**Exercise requirements**
Locate "Query: white siding house" in the data below, then output the line it is on and all following lines through the last, word for word. Skip any pictures.

**Data for this exercise**
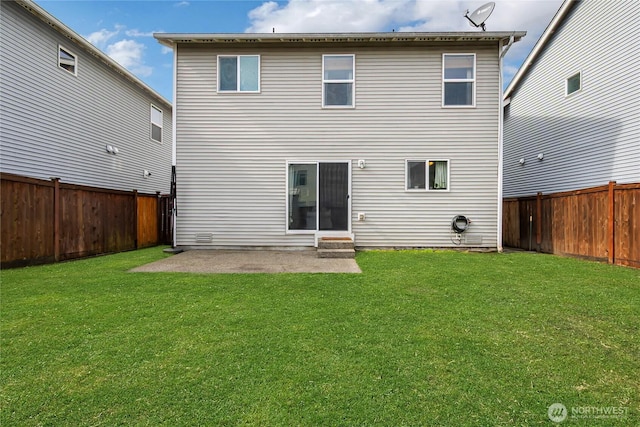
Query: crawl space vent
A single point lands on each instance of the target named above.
(204, 237)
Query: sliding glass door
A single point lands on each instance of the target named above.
(318, 196)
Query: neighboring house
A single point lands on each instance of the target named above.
(572, 112)
(385, 137)
(69, 111)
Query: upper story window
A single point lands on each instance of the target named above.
(338, 80)
(573, 83)
(458, 79)
(427, 175)
(67, 60)
(238, 73)
(156, 123)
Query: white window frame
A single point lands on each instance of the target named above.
(286, 216)
(471, 80)
(238, 90)
(566, 84)
(160, 125)
(352, 81)
(426, 175)
(75, 60)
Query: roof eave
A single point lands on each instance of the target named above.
(171, 39)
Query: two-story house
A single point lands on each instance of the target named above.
(572, 111)
(383, 137)
(67, 110)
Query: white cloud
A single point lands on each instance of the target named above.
(301, 16)
(306, 16)
(128, 53)
(101, 37)
(138, 33)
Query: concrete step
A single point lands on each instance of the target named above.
(335, 243)
(336, 253)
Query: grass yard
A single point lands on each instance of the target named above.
(420, 338)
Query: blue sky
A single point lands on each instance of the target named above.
(123, 29)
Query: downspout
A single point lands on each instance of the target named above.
(502, 50)
(174, 133)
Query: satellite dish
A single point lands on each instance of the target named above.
(480, 15)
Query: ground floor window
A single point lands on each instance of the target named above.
(318, 196)
(302, 196)
(427, 174)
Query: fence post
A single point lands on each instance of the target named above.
(612, 219)
(56, 218)
(538, 221)
(158, 217)
(135, 214)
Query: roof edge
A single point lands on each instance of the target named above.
(55, 23)
(546, 36)
(171, 39)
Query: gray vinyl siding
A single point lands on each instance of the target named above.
(591, 136)
(232, 149)
(55, 124)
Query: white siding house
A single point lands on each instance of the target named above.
(384, 137)
(68, 111)
(572, 112)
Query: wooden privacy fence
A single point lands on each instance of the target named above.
(600, 223)
(47, 221)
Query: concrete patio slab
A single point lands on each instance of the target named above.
(250, 261)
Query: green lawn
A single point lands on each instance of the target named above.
(420, 338)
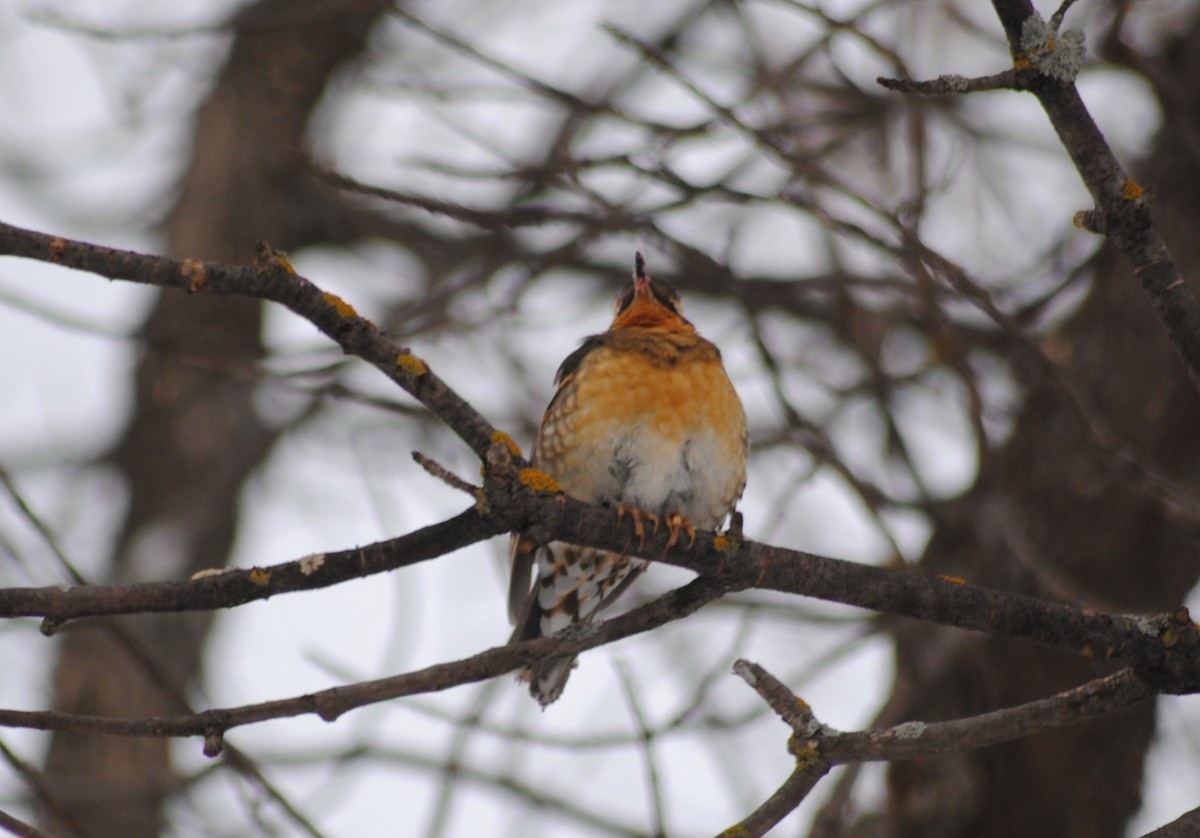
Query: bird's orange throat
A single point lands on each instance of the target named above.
(651, 315)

**Result of the exercise**
Query: white siding house
A single point lands on each instance of the target named above.
(384, 137)
(68, 111)
(572, 112)
Query: wooden privacy fence
A single point lands on each instance of the target named above.
(600, 223)
(47, 221)
Query: concrete patio slab
A single point lands on each instance of the target named above.
(250, 261)
Query: green lawn
A single point lands on each instance of the target named above.
(420, 338)
Query: bird's orange throat
A single point lands on each instance of the target named above.
(651, 315)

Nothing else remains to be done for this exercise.